--- Exercise ---
Find every line in the records that contains the word "windshield", and copy each one. Case matters.
Start Dataset
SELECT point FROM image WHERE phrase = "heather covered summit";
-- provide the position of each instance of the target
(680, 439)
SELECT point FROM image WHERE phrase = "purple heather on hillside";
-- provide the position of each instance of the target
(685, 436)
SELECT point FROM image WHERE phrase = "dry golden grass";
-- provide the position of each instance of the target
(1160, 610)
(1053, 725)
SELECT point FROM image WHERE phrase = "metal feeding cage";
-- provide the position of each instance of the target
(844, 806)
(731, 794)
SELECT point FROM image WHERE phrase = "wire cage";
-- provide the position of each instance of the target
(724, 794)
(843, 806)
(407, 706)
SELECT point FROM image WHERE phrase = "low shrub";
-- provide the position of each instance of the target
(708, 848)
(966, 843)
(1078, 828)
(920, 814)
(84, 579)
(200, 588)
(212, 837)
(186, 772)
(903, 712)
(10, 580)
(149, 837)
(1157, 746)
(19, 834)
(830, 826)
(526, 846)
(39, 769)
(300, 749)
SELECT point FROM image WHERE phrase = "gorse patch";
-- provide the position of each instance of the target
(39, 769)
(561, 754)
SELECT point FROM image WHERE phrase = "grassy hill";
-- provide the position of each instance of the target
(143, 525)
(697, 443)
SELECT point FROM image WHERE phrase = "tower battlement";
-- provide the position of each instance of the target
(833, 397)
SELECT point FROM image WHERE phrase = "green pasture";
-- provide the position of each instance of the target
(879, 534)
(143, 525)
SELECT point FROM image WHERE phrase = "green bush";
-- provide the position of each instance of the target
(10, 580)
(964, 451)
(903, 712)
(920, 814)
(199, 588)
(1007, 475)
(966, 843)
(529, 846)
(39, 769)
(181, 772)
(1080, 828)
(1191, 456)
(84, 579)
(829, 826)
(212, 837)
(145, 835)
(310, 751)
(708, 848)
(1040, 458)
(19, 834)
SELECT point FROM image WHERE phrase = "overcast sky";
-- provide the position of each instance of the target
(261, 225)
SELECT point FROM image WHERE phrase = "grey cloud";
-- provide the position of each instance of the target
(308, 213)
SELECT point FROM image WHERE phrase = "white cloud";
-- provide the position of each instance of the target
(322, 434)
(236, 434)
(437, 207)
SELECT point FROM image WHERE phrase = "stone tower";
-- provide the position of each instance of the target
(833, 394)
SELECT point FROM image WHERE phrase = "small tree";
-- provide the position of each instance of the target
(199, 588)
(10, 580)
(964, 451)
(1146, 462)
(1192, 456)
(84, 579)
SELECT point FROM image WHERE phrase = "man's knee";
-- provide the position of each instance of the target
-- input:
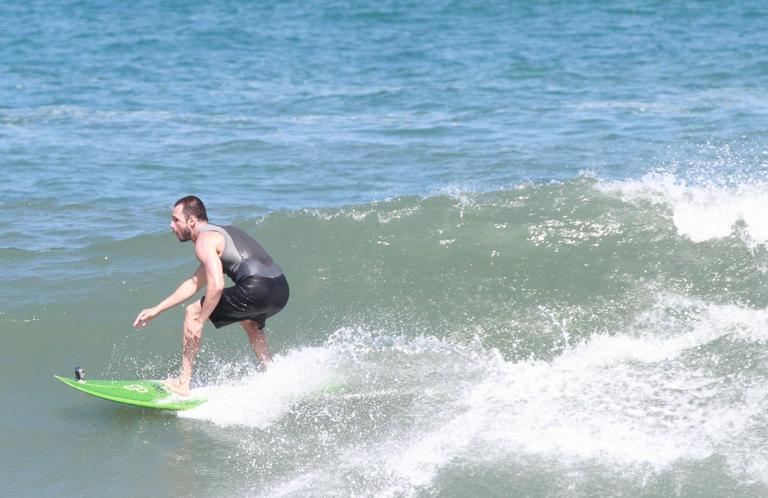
(193, 311)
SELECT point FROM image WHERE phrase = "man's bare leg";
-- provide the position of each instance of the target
(258, 340)
(190, 347)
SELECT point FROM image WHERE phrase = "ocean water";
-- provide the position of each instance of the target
(529, 238)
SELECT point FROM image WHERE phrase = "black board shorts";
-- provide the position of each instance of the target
(253, 298)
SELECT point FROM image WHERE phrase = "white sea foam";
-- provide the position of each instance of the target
(702, 212)
(662, 392)
(259, 399)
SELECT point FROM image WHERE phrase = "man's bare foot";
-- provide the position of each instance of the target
(176, 386)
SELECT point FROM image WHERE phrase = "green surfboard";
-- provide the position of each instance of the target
(144, 393)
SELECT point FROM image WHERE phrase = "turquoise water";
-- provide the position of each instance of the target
(529, 238)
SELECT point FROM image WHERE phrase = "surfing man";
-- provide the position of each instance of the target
(260, 289)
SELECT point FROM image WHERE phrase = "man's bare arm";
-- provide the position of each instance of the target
(184, 291)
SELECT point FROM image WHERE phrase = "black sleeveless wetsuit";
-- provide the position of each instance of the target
(260, 289)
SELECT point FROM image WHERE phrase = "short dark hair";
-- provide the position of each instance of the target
(193, 206)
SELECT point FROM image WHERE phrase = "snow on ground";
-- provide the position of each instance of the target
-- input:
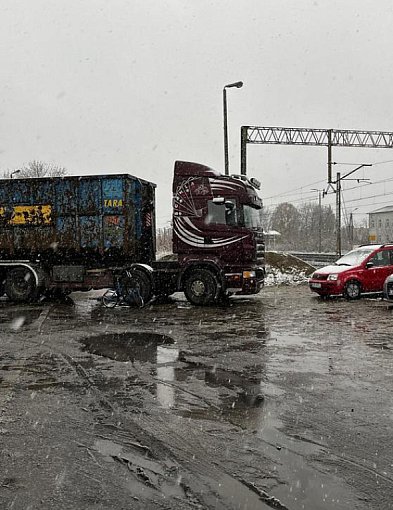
(291, 276)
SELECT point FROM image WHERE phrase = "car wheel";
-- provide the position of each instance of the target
(352, 290)
(201, 287)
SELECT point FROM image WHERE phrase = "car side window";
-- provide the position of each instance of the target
(382, 258)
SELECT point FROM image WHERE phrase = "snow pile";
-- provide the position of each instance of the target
(291, 276)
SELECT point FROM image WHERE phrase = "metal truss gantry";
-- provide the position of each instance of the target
(314, 137)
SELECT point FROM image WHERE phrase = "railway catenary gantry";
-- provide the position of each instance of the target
(314, 137)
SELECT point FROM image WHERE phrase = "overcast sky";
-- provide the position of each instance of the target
(130, 86)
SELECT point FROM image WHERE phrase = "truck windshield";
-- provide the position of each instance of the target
(252, 217)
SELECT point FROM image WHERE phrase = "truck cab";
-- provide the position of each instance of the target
(216, 232)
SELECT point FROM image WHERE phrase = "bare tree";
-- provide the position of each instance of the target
(36, 168)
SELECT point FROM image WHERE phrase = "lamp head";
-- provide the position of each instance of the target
(237, 84)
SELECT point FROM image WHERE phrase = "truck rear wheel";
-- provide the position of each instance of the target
(20, 285)
(201, 287)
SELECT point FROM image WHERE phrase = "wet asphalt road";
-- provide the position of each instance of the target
(276, 401)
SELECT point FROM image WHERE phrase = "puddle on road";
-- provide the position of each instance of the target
(148, 475)
(127, 346)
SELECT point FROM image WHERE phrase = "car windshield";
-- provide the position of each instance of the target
(252, 217)
(355, 257)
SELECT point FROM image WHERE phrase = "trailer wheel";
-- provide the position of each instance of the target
(136, 287)
(201, 287)
(20, 285)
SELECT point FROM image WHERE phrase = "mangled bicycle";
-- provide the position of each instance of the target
(132, 288)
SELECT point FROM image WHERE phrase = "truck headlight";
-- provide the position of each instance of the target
(249, 274)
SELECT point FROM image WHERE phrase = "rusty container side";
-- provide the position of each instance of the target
(98, 221)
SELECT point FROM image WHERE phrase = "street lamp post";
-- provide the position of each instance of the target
(238, 85)
(13, 173)
(319, 219)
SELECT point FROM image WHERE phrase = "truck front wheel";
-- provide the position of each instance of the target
(20, 285)
(201, 287)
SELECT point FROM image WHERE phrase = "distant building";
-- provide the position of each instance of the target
(380, 225)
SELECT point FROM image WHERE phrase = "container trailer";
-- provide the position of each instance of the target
(62, 234)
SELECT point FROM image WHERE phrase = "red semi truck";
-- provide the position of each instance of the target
(90, 232)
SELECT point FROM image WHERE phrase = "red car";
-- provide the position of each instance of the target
(359, 271)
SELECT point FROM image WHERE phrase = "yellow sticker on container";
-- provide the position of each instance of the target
(27, 215)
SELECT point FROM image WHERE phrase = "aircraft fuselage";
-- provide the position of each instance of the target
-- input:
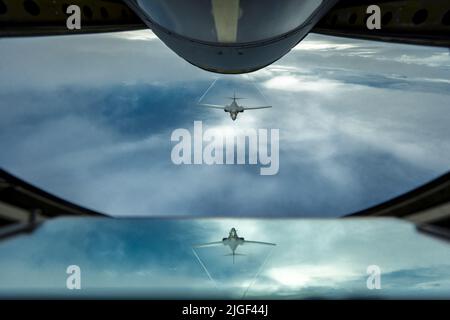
(233, 109)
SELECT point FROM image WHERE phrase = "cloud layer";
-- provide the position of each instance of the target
(89, 118)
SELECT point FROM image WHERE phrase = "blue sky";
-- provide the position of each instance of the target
(89, 119)
(152, 258)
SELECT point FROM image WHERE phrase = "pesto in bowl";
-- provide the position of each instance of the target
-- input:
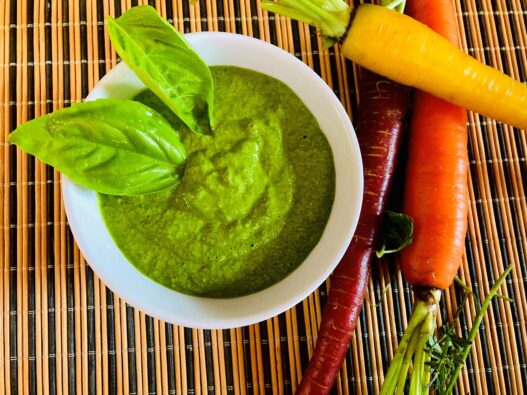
End Dataset
--- Response ---
SELECT point FROM image WHERE phrase = "truck windshield";
SELECT point FROM image WHERE phrase = "car windshield";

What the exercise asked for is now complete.